**WORK TO BE COMPLETED:** All of the entries must be output exactly as they are.

*** Opening DATASET ENTRIES ***

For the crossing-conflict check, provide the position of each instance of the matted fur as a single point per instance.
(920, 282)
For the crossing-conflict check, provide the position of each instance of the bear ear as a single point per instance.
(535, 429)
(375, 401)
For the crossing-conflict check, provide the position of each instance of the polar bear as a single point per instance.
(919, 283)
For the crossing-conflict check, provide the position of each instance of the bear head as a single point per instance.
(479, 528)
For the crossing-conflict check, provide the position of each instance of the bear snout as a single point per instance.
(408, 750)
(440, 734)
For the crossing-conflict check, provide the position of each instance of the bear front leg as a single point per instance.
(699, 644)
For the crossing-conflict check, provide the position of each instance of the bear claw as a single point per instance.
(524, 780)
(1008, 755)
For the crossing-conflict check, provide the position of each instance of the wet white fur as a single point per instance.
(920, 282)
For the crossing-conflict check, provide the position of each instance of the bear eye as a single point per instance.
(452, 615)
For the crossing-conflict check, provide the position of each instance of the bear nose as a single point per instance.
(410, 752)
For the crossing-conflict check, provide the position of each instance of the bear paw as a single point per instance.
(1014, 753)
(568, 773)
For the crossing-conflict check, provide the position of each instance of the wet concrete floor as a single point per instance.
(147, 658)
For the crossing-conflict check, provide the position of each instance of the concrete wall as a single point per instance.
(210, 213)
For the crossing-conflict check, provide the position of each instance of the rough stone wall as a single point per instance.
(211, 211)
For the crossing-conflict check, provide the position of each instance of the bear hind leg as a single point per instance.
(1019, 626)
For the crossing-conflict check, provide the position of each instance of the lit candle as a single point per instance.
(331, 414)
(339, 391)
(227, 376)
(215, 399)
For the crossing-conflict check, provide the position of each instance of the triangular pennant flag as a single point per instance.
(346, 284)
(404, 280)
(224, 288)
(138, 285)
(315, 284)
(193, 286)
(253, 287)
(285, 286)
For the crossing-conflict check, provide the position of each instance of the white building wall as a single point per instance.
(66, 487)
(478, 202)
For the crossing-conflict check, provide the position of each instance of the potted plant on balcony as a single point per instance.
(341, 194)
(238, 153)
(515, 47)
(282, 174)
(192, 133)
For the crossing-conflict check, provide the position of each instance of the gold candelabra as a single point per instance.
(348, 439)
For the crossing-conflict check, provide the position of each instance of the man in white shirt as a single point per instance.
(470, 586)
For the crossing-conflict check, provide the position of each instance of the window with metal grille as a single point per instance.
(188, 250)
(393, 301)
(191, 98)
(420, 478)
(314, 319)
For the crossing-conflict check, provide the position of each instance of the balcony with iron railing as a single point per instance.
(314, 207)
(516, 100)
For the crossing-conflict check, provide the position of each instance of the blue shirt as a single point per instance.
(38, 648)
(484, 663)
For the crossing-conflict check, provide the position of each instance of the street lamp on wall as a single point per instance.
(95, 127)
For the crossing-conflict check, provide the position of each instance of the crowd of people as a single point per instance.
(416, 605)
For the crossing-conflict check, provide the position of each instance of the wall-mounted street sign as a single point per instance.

*** Closing DATASET ENTRIES ***

**ANSWER TO THE PROBLEM:**
For the crossing-conflict check, provide the position of each instance of the matted fur as a single point per instance.
(920, 282)
For the crossing-conflict check, provide the position of each instance of the bear ear as a single point per instance.
(535, 429)
(375, 401)
For the crossing-conflict check, provide the position of each instance of the polar bear as a single point per instance.
(919, 283)
For the crossing-conflict check, provide the position of each instance of the bear head as a single point per instance.
(479, 528)
For the crossing-conflict check, provide the position of each instance of the bear snout as a single point per instance.
(408, 750)
(440, 734)
For the crossing-conflict check, provide the position of each instance of the bear front leg as a single point per instance.
(699, 644)
For the crossing-conflict check, provide the position of each instance of the bear claw as a single point per instance.
(524, 780)
(1008, 755)
For the crossing-conflict check, provide the position of each instance of the wet white fur as a single point per instance.
(920, 282)
For the crossing-conflict check, provide the position of each instance of the bear eye as a single point per instance.
(452, 615)
For the crossing-conflict check, provide the position of each instance of the bear nose as a single point per instance.
(410, 752)
For the crossing-conflict check, provide the position of each instance of the bear paw as a single point per instance.
(1014, 753)
(568, 773)
For the crossing-conflict check, provide the position of each instance of the wet concrete floor as a single point per instance.
(147, 658)
For the crossing-conflict check, provide the position of each instance of the concrete wall as a single point per instance.
(210, 213)
For the crossing-conflict check, provide the position of each instance of the rough stone wall as a single point per instance.
(211, 211)
For the crossing-conflict check, provide the position of each instance of the bear hind leg as a single point per instance.
(1019, 626)
For the crossing-conflict check, provide the position of each instance of the lit candle as a single point per instance.
(331, 414)
(339, 391)
(227, 376)
(215, 399)
For the crossing-conflict check, provide the position of each instance of the triangular pennant flag as a single point per instance.
(346, 284)
(404, 280)
(224, 288)
(138, 285)
(315, 284)
(193, 286)
(253, 287)
(285, 286)
For the crossing-conflict check, provide the position of each instance of the white building wall as a single point per instance.
(66, 487)
(478, 202)
For the crossing-conflict check, provide the position of each instance of the potted plant on balcony as a single point per instance.
(341, 194)
(238, 153)
(515, 47)
(282, 174)
(192, 133)
For the crossing-conflict check, provide the position of each instance of the gold candelabra as a single point per instance.
(348, 439)
For the crossing-conflict check, provide the position of each instance of the man in white shirt as a single point per instance.
(470, 586)
For the crossing-conflict check, provide the position of each instance of the window with metal grille as a single point per instance.
(188, 250)
(393, 301)
(191, 98)
(420, 478)
(314, 319)
For the crossing-conflict check, provide the position of each instance of the balcony with iron railing as a single point per instance.
(314, 207)
(516, 100)
For the crossing-conflict check, provide the position of each instance of the blue shirt as a single point per instance.
(38, 648)
(484, 663)
For the crossing-conflict check, provide the position of each instance of the street lamp on wall as a single point per instance.
(95, 127)
For the crossing-conflict check, provide the position of each instance of the crowd of people as a single point per instance.
(416, 605)
For the crossing-conflict check, provide the position of each instance of the wall-mounted street sign as a single point per instance.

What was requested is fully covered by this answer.